#### TASK SET
[1] Transcribe part of the blog post word for word, beginning at the words "I think it's" and stopping after the words "what they are.".
[2] In the blog post, what image appears behind the question on the subway advertisements?

#### GIVEN TEXT
--- START ---

Are You Good Without God?

Been quite a few "heavy" subjects lately. I'm afraid I can't apologize for too much - I feel convicted. I have a good-old-fashioned-Mormon "burning in my bosom." And it won't go away with Pepto.

I'll try to intersperse some more lighthearted posts from time to time. Like this one. But the name of this site - Emerging Christian - may be less and less accurate, at least from a merchandising standpoint. I'm less interested in how to "do church" in hip new ways. But I still think "emerging" is an accurate description for someone who is [at least] trying to evolve - to grow - to deconstruct and self-analyze. It may not always seem like I'm being self-critical when I talk about the failings of Western Christianity, but I really do see all of it as my own failings.

And so it goes.

Read this today - thought it was great!

NEW YORK (CNN) -- Some New Yorkers may want to reconsider exclaiming "Thank God" when arriving at their destination subway station beginning Monday. Or at least that's what a coalition of eight atheist organizations are hoping, having purchased a month-long campaign that will place their posters in a dozen busy subway stations throughout Manhattan.

The advertisements ask the question, written simply over an image of a blue sky with wispy white clouds: "A million New Yorkers are good without God. Are you?"

On October 26, a dozen bustling New York City subway stations will be adorned with the ads as "part of a coordinated multi-organizational advertising campaign designed to raise awareness about people who don't believe in a god", according to a statement from the group, the Big Apple Coalition of Reason.

I think it's ironic that atheists are actually lagging behind Christians... in the fundamentalist department. It's so natural (and sad) to mirror your "enemy" - to become what they are.

One of the key motives of this group is to raise awareness among the general public about atheism itself: that it's a viable option. And I think this is a healthy thing. Too many people subscribe to religion because it somehow equates to being a good person, being a patriotic American, being a savvy politician... these are not good reasons to call oneself Christian or any other religion for that matter. The sooner "religion" means something more than cultural affiliation or family ties, the sooner religions can be free to identify themselves by what they are rather than where they are.


Jubilee Oregon said...

Hi, Peter -

Great blog!

--- END ---

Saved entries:
--- START ---

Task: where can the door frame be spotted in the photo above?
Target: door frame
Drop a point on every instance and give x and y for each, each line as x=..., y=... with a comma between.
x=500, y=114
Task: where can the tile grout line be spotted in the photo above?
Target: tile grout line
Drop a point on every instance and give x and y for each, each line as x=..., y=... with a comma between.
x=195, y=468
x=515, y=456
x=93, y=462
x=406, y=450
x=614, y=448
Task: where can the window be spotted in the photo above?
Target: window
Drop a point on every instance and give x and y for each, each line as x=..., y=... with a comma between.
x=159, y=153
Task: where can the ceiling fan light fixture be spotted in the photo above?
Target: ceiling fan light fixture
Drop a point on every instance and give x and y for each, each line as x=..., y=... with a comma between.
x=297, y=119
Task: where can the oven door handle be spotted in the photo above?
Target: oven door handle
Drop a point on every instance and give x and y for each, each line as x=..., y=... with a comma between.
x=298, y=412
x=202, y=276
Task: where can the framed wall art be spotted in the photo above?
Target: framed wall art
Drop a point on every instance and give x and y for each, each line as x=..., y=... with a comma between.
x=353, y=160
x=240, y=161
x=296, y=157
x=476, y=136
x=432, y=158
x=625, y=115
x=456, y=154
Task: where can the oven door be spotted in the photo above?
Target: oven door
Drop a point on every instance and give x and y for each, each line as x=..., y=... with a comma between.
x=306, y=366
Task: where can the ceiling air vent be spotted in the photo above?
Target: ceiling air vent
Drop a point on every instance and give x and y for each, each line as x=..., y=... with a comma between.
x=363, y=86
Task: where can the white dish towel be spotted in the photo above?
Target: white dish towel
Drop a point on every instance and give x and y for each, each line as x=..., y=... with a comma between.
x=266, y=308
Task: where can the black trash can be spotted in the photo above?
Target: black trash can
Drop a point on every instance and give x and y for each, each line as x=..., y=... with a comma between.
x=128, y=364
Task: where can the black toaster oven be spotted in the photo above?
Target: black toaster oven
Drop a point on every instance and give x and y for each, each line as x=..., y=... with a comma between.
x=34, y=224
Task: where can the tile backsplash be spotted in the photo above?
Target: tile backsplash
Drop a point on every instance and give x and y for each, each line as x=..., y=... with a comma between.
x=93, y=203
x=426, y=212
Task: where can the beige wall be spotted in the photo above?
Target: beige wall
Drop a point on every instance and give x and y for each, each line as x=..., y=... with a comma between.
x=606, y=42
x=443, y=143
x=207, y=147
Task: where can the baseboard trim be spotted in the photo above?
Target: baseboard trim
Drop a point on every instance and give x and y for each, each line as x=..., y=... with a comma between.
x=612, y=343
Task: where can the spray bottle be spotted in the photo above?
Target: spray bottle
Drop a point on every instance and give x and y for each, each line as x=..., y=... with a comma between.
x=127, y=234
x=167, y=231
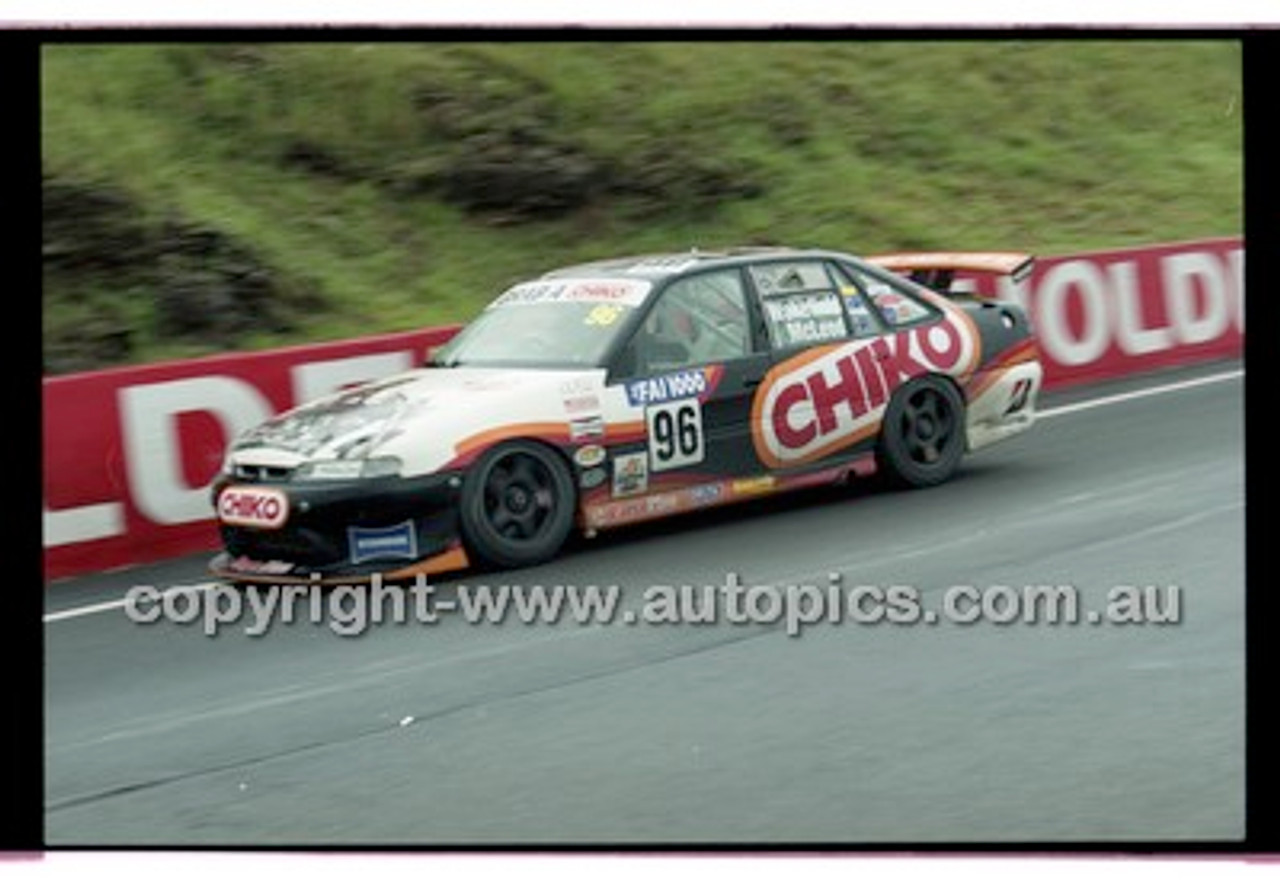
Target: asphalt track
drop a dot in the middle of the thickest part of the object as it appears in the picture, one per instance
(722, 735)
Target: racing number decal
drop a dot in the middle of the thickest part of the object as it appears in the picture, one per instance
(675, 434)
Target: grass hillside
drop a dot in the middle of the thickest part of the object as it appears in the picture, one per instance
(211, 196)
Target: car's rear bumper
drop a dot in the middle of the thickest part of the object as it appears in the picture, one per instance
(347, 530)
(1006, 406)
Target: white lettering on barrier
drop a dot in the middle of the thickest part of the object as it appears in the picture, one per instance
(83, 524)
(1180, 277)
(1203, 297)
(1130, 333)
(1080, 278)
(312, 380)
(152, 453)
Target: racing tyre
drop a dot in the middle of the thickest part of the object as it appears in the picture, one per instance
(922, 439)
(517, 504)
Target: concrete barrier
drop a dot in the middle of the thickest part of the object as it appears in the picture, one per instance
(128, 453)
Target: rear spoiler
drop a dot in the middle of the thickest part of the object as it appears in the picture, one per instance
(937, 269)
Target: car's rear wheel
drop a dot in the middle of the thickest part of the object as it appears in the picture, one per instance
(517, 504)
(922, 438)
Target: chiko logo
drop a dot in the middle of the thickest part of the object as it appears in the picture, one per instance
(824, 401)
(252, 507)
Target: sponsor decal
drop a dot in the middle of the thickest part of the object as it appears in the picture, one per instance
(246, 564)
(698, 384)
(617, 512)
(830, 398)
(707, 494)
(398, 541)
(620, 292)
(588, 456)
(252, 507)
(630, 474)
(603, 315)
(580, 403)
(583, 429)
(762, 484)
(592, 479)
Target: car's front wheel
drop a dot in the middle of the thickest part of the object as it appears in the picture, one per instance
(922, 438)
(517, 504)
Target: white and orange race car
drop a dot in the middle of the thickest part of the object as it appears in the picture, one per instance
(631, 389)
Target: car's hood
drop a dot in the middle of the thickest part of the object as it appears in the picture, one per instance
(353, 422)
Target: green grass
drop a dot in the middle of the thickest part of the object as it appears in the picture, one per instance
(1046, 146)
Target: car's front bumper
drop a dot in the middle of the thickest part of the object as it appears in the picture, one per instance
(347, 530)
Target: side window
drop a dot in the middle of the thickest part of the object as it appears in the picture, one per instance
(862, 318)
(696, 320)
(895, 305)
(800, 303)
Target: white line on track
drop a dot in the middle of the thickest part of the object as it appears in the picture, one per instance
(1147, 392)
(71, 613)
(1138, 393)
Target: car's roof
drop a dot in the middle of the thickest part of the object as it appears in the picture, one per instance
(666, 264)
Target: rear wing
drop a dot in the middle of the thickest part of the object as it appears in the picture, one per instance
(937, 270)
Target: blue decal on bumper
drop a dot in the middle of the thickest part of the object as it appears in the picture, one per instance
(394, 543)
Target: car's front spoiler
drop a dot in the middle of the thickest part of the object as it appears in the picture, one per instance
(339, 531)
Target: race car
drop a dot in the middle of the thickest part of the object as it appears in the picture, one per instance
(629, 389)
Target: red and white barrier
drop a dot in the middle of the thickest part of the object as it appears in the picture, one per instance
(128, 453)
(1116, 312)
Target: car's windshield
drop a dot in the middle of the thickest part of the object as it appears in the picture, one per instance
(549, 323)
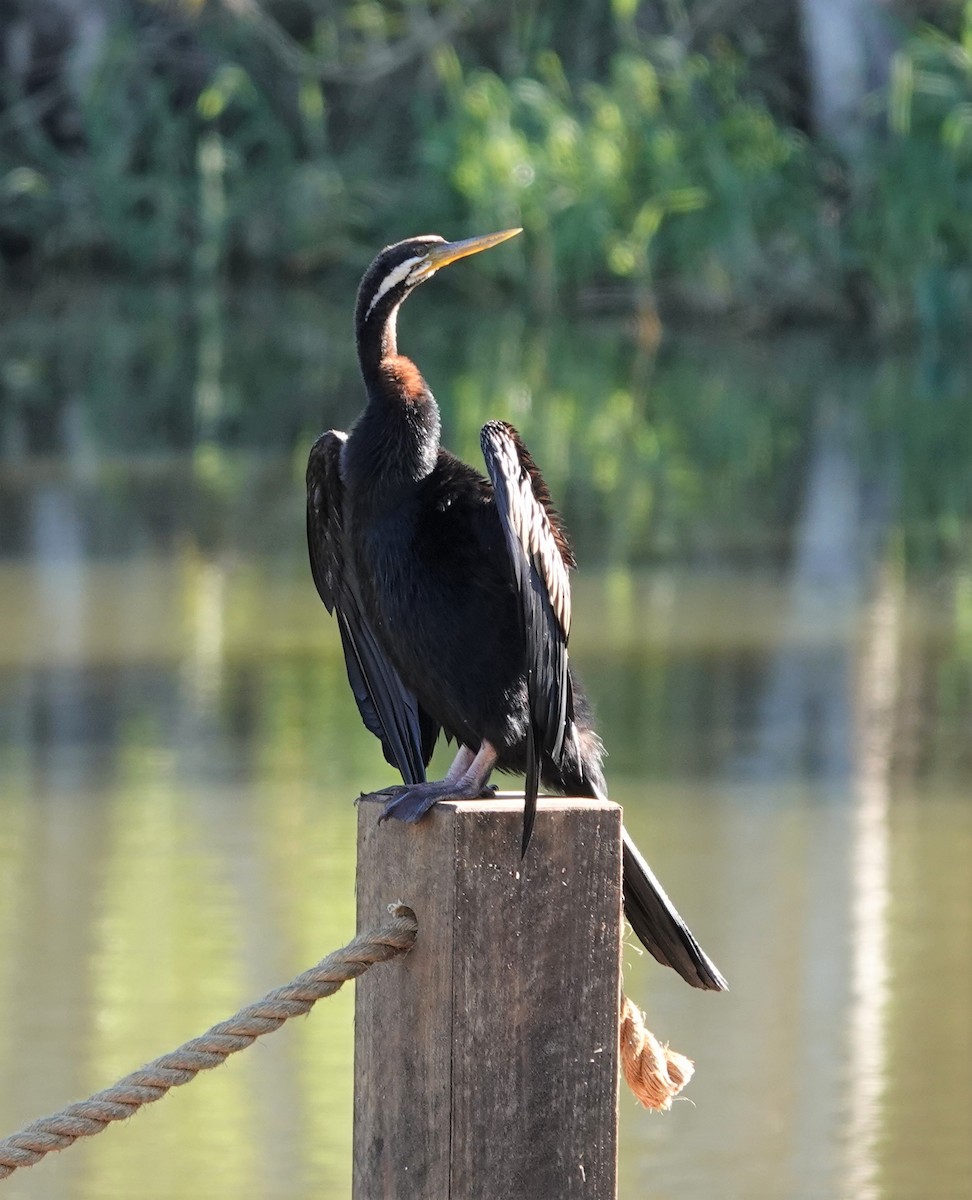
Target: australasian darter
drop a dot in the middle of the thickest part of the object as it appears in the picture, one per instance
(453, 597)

--- END ---
--- START ---

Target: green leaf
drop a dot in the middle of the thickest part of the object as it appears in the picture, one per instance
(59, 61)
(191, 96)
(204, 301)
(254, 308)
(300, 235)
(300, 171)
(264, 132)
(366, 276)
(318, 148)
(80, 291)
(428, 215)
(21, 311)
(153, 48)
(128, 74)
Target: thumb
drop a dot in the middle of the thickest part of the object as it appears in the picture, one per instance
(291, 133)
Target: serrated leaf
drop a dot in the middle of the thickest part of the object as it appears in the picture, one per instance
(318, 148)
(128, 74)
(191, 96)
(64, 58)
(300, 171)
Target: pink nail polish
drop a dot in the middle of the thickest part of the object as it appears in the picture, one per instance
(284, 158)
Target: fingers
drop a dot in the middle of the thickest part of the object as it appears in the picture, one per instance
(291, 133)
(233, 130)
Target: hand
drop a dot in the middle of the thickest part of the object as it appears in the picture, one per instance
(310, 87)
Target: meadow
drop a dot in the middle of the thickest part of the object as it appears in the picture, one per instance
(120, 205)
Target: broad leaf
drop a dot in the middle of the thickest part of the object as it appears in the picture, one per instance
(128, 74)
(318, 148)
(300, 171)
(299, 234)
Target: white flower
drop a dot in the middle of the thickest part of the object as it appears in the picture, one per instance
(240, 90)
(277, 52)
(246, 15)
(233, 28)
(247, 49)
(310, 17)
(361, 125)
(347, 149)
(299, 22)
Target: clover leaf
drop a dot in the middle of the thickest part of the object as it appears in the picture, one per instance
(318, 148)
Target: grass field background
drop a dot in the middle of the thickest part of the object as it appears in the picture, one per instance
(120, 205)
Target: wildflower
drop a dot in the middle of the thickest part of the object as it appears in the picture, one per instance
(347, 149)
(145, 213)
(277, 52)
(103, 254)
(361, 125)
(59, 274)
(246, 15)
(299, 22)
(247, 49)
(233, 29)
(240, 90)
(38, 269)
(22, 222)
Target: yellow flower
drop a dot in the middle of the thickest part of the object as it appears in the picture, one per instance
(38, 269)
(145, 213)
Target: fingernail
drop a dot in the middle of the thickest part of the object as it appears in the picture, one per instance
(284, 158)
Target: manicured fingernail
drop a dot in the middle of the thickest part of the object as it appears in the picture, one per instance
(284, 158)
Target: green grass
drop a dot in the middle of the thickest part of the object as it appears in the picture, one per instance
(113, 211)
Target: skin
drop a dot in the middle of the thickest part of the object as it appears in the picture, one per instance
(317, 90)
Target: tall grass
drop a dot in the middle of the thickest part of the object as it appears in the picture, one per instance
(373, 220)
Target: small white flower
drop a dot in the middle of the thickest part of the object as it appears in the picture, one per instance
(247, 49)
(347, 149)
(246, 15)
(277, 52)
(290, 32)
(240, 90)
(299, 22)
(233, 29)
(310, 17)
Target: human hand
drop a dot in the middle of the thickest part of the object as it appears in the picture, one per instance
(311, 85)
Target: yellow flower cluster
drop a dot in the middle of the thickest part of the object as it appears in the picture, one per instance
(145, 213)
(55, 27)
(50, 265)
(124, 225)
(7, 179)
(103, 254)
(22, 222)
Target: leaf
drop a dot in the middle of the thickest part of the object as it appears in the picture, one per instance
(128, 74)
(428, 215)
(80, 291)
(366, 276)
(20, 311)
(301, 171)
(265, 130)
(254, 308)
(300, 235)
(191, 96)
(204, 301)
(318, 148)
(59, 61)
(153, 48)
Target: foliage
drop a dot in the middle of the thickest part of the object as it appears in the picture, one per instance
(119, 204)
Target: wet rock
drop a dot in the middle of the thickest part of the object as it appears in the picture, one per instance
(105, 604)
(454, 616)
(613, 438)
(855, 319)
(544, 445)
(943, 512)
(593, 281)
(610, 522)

--- END ---
--- START ---

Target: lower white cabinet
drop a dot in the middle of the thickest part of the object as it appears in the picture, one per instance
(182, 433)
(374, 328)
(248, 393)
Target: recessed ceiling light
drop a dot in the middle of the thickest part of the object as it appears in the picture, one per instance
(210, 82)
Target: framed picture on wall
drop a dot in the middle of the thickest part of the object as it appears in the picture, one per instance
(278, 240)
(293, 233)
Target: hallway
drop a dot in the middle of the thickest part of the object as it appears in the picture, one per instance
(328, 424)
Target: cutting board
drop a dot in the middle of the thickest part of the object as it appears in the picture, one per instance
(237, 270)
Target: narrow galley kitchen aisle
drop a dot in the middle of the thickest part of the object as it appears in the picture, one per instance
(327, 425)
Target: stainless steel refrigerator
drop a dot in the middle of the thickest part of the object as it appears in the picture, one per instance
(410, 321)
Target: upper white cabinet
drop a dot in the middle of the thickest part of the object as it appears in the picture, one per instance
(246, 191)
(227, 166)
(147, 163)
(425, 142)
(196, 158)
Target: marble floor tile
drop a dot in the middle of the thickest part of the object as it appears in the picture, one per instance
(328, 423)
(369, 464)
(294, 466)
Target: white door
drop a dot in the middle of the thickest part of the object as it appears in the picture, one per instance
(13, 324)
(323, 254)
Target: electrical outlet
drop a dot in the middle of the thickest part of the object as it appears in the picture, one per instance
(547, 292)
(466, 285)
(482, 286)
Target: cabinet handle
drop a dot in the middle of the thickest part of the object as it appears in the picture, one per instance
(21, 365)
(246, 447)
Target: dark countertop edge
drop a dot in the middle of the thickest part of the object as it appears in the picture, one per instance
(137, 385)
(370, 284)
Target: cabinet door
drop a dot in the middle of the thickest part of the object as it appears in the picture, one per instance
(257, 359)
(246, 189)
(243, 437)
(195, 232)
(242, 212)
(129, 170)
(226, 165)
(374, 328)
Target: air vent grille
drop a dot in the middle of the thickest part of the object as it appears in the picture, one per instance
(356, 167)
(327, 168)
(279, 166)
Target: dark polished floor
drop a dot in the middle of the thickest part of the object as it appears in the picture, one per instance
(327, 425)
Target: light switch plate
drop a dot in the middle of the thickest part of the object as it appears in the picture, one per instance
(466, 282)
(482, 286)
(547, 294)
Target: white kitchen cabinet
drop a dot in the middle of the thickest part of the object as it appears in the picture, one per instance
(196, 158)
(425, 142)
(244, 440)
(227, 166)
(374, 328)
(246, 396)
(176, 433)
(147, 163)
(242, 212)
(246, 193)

--- END ---

#### SOLUTION SET
[1]
I think it's ironic that atheists are actually lagging behind Christians... in the fundamentalist department. It's so natural (and sad) to mirror your "enemy" - to become what they are.

[2] A blue sky with wispy white clouds.